Start TEXT TO READ

In this paper Steve Grob looks at how larger firms can, and are, shifting the odds back in their own favour with a different approach; one that borrows ideas and thinking from the most creative, innovative process of all time.
The ultimate innovator
The most effective form of innovation can be seen all around us, every day. Charles Darwin taught us that any random mutation that favours a particular species’ survival is automatically selected and makes it through to the next round of evolution.
This extraordinarily simple, yet powerful, construct has led to an unimaginable variety of species that can solve almost any problem, often in the most simple and elegant manner.
Nature, then, when powered by natural selection, is the ultimate innovator.
Mother Nature cheats, though, because she gets to bet on every option and the currency which she uses to place those bets, time, is in unlimited supply. Nevertheless, some of the deeper principles and implications of natural selection are allowing the more forward thinking firms to turn the tables on their smaller competitors.
Before we look at this in more detail, let’s first explore the challenges involved in successful innovation and how, at first glance, the odds really do seem stacked in favour of the smaller players.
The rules for winning in innovation
Most innovation focuses on either emerging or growth categories. The difference between the two is that an emerging category is still seeking universal acceptance of its legitimacy (e.g. Blockchain), whilst a growth category, already acknowledged as a legitimate space, has nowhere near reached mass adoption (e.g. derivatives post-trade automation). Both are typified by the fact that there is no leader that dominates the supply in that particular category and so the race is on. The winner gets to exert pricing power in their chosen category, whilst the losers will become increasingly marginalised or even forced to move to less profitable terrains. This leads to a struggle of almost primeval technical and commercial savagery. It is played by two rules that are summed up well by Geoffrey A. Moore in Escape Velocity‘.

  1. Must be present to win (you have to be in the race to win, regardless, which leads to the codicil rule of ‘go ugly early’); and
  2. Best offer carries the day (which is fundamentally a deployment strategy that vows not to lose the deals, regardless)

These two rules, however, are hard to follow for many large firms which, by nature of their success, operate to almost opposite principles:

  1. Brand reputation is vital (which leads to a “it will be done when it’s ready” approach); and
  2. Maximise customer revenues (i.e. “we’ve earned the right to maximise our returns from our hard won and well cared for customers”)

End TEXT TO READ
Start INFORMATION SHOWN

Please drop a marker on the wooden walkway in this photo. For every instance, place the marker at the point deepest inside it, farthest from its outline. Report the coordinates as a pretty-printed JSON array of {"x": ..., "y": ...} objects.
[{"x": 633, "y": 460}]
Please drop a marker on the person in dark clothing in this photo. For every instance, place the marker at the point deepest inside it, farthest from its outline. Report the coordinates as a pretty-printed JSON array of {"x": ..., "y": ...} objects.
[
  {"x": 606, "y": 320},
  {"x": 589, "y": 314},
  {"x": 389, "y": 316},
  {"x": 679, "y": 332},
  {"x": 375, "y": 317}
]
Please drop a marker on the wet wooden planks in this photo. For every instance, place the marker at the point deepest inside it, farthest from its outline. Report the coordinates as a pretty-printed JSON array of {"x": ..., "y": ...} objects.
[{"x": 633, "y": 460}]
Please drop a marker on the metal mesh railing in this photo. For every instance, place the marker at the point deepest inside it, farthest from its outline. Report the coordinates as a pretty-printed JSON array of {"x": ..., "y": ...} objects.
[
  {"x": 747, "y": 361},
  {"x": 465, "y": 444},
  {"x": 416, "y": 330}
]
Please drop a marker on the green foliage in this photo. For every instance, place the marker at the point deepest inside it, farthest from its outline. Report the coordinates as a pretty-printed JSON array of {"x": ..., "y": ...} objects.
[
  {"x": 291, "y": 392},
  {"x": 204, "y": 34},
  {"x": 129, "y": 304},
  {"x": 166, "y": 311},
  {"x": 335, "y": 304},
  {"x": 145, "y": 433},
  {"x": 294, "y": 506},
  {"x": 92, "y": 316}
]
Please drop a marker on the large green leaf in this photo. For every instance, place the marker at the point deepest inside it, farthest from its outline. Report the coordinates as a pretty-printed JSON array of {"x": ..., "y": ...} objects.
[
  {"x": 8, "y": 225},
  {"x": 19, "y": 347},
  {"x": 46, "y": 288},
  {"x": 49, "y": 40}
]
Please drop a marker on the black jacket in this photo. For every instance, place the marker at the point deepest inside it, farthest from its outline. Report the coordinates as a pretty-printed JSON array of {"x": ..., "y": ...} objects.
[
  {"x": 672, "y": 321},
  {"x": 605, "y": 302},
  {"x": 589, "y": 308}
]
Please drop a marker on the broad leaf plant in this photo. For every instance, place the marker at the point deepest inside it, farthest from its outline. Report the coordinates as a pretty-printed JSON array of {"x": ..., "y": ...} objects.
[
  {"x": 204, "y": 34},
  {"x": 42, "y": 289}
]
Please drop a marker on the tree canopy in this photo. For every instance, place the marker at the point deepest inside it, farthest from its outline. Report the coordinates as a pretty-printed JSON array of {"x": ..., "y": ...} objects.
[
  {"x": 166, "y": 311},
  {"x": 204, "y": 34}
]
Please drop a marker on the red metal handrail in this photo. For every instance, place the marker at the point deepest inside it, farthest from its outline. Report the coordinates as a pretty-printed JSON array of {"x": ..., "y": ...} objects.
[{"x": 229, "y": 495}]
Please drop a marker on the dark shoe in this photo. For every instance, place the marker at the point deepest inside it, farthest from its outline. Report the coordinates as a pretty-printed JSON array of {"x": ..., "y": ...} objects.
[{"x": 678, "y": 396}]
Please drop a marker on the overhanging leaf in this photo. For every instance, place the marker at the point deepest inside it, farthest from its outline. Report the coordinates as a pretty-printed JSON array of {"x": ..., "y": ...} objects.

End INFORMATION SHOWN

* TO DO *
[A] In the passage on innovation, what is an emerging category still seeking?
[B] Reproduce the passage on innovation word for word from "The rules for" to "in Escape Velocity‘.".
The items have no connection to the passage on innovation.

* IN RESPONSE *
[A] Universal acceptance of its legitimacy.

[B]
The rules for winning in innovation
Most innovation focuses on either emerging or growth categories. The difference between the two is that an emerging category is still seeking universal acceptance of its legitimacy (e.g. Blockchain), whilst a growth category, already acknowledged as a legitimate space, has nowhere near reached mass adoption (e.g. derivatives post-trade automation). Both are typified by the fact that there is no leader that dominates the supply in that particular category and so the race is on. The winner gets to exert pricing power in their chosen category, whilst the losers will become increasingly marginalised or even forced to move to less profitable terrains. This leads to a struggle of almost primeval technical and commercial savagery. It is played by two rules that are summed up well by Geoffrey A. Moore in Escape Velocity‘.